> Görev Talimatları
1. Said Nursi'nin din-bilim ilişkisine dair metne göre Nursi, aklî ve bilimsel olmadığı gerekçesiyle günümüz insanınca eleştirilen nakli bilgileri eserlerinde nasıl ele almıştır?
2. Said Nursi'nin din-bilim ilişkisine dair metni, son cümlesinden sonra aynı konuyu işleyerek sürdürün.

> Verilen Metin
☆ ☆ ☆ ☆ ☆

Said Nursi’nin Kur’an ve tevhid ekseninde temellendirdiği din-bilim ilişkisini açıklar mısınız?

Tarih: 11.05.2020 - 15:31 | Güncelleme:

Cevap

Değerli kardeşimiz,

Nursi din-bilim konusunda yukarıda özetlemeye çalıştığımız görüşlerini, yazdığı eserlerinde uygulamış; günümüz insanı için aklî ve bilimsel olmadığı için tenkit edilen ve kabul edilmeyen nakli bilgiler yorumlayarak izah etmiştir.

☆ ☆ ☆ ☆ ☆

> Gösterilen Bilgiler
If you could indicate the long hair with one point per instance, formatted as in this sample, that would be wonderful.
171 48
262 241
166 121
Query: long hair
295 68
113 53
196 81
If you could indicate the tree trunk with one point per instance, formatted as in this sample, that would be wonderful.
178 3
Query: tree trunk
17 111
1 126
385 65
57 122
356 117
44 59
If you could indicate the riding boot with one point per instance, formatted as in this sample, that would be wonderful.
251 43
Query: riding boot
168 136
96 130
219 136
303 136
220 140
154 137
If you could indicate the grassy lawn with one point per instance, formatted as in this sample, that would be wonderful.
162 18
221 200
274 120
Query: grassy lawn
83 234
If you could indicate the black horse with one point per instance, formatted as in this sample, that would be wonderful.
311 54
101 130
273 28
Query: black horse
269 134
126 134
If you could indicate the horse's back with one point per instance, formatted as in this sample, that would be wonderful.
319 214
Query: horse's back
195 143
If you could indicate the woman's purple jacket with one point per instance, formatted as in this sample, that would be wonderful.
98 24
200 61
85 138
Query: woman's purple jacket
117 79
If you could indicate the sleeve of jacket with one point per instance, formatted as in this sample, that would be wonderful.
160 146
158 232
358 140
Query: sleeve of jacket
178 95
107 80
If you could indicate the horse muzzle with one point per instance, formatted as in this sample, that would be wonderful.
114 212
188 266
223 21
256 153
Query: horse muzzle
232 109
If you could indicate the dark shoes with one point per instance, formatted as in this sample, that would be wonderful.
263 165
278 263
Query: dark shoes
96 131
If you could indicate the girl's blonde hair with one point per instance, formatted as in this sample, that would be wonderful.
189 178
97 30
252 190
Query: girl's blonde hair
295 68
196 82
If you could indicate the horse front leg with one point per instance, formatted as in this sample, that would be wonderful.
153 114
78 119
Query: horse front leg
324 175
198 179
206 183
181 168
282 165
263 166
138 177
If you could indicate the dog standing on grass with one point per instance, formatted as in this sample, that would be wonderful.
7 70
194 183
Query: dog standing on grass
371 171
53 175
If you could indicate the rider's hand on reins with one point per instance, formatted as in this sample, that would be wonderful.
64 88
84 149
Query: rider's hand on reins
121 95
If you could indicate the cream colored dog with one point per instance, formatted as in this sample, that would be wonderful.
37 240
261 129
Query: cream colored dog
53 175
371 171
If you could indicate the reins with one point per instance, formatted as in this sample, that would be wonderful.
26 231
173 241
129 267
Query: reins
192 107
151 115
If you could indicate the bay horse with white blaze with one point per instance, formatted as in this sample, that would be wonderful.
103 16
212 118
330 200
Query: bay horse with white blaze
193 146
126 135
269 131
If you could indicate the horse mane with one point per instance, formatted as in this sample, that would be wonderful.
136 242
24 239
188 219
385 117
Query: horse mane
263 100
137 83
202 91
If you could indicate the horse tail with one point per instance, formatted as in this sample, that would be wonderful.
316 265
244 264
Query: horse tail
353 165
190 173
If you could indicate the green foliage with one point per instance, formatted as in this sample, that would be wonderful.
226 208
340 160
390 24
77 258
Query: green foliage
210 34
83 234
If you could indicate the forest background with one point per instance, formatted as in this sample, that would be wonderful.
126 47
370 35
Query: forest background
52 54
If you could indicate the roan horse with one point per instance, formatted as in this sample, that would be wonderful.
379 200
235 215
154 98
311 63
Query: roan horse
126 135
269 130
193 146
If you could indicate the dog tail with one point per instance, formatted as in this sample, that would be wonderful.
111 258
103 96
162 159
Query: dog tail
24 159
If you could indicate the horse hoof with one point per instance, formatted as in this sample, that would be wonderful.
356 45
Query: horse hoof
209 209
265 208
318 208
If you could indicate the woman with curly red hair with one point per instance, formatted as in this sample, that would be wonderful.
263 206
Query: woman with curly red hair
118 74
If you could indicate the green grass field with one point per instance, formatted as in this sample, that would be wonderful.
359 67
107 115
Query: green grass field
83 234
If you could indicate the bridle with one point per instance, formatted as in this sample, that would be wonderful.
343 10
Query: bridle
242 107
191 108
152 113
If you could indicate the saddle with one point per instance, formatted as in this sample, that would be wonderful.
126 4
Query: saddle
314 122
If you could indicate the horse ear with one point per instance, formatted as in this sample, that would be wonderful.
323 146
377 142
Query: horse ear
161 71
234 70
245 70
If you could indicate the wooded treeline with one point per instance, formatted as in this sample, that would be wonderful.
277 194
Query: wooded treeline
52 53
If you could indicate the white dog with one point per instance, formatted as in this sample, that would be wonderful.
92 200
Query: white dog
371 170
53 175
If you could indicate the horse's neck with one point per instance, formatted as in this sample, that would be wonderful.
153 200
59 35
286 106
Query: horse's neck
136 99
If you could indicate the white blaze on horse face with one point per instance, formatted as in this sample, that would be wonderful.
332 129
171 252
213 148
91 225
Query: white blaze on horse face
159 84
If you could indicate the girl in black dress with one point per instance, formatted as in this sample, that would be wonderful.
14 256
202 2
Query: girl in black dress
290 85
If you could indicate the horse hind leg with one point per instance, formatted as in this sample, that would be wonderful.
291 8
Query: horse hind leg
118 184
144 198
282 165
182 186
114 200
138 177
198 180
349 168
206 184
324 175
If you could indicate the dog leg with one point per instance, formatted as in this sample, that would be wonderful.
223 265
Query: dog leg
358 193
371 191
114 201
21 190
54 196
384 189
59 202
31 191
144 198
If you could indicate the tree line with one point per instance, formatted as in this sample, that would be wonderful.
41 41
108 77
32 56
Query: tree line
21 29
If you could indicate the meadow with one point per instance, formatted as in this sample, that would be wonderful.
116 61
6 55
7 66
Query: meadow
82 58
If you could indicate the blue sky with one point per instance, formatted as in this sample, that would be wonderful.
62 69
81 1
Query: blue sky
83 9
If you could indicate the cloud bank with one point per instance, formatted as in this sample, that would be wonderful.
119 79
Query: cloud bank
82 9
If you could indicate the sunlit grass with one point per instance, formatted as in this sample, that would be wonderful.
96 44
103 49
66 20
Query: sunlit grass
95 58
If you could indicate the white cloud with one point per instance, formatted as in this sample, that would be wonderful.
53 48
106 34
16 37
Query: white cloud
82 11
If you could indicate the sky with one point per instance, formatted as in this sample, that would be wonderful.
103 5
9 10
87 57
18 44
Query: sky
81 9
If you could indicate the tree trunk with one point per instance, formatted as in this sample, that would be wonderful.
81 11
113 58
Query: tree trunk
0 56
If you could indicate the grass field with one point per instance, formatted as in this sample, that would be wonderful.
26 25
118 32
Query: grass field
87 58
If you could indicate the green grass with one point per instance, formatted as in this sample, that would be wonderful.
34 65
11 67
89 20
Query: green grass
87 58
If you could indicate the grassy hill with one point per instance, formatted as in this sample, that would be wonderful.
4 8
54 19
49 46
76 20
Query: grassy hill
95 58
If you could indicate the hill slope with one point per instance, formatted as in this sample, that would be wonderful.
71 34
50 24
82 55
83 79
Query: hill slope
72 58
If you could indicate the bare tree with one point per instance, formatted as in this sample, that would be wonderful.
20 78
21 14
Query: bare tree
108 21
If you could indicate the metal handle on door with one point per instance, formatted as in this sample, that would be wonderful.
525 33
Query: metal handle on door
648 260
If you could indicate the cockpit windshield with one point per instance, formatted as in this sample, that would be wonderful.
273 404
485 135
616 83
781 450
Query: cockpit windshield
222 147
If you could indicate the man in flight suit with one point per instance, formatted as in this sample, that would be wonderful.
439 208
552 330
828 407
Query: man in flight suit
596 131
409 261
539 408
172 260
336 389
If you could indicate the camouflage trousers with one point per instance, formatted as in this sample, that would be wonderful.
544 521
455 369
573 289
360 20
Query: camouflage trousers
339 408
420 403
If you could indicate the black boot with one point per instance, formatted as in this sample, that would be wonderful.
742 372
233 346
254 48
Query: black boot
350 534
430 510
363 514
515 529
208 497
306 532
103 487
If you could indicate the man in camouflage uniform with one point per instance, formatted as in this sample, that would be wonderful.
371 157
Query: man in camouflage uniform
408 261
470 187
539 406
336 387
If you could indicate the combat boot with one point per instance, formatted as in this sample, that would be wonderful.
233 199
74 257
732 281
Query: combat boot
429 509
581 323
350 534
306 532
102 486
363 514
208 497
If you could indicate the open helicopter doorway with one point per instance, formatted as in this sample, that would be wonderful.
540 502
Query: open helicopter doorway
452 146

☆ ☆ ☆ ☆ ☆

> Yanıtlar
1. Bu nakli bilgileri yorumlayarak izah etmiştir.

2.
Birinci ve en önemli misal, bazı ulemanın din adına dünyanın yuvarlaklığıyla ilgili iddialarıdır. Nursi için “muhakkikîn-i İslâm” olan âlimler için yerin yuvarlaklığı konusunda herhangi bir şüphe yoktur. Bu konuda gelenekten misaller vererek Sadeddin Taftazânî ve Seyyid Şerif-i Cürcanî gibi âlimlerin adeta bir “top gibi küreyi ellerinde tutup” her tarafına bakıp inceldiklerini belirtir. Dahası Râzî, İbrahim Hakkı ve Gazâlî’nin de aynı görüşte olduğunu belirtir. Buna rağmen, aklın ve bilimin sonuçlarını değil de, bazı dinî metinlerin “zahirî” ve “aşırı” yorumlarından hareketle” dünyanın yuvarlaklığını “dini koruma bahanesiyle inkâr ve reddetmeyi” dine karşı sadakat değil bilakis, “büyük bir cinayet ve hıyanet” içerisinde olmakla suçlar (Nursi, B.S. Muhakemat, s. 49-50.).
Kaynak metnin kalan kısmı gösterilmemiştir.